In the home buyer text, reproduce word for word everything from "We continue to" down to "50% last year.".

— Document text —
────
Black/African African-American home buyers reported the highest share of student loan debt at 41%, with a typical student loan debt amount of $45,000. Hispanic/Latino home buyers reported a median student loan debt amount at $35,500, with 26% reporting they had student loan debt. This is compared to just 22% of White/Caucasian and 18% of Asian/Pacific Islander buyers reporting that they have student loan debt.
We continue to see help and assistance from family and friends among recent buyers, with 22% of White/Caucasian, 21% of Hispanic/Latino, and 20% of Asian/Pacific Islander first-time home buyers lived with parents, relatives, or friends prior to purchasing their home. This is compared to only 15% of Black/African-American first-time home buyers who lived with parents, relatives, or friends prior to purchasing their home. Additionally, we saw that 25% of Asian/Pacific Islander buyers used a gift or loan from a relative or friend towards their down payment, which is up from 20% last year. When making their down payment, 58% of Black/African-American home buyers used their savings, up from 50% last year.
────
— Entries shown —
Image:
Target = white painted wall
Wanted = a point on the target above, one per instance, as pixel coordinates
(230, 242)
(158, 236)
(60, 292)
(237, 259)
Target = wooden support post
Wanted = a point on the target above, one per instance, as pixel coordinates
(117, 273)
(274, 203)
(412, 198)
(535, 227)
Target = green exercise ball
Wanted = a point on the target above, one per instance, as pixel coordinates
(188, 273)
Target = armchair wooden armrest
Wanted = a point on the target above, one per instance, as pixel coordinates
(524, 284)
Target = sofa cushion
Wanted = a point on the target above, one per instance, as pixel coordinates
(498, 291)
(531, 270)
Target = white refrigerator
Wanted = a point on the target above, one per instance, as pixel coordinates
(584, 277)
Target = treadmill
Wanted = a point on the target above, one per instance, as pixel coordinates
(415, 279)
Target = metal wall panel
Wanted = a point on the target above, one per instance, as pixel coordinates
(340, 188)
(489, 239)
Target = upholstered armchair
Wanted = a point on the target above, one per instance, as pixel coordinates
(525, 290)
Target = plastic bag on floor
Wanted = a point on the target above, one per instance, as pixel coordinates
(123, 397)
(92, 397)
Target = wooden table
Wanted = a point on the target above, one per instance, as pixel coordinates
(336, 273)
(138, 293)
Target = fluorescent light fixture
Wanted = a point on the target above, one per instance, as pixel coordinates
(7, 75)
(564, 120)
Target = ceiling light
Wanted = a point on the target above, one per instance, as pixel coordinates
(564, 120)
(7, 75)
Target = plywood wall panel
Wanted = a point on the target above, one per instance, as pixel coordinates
────
— Response box —
We continue to see help and assistance from family and friends among recent buyers, with 22% of White/Caucasian, 21% of Hispanic/Latino, and 20% of Asian/Pacific Islander first-time home buyers lived with parents, relatives, or friends prior to purchasing their home. This is compared to only 15% of Black/African-American first-time home buyers who lived with parents, relatives, or friends prior to purchasing their home. Additionally, we saw that 25% of Asian/Pacific Islander buyers used a gift or loan from a relative or friend towards their down payment, which is up from 20% last year. When making their down payment, 58% of Black/African-American home buyers used their savings, up from 50% last year.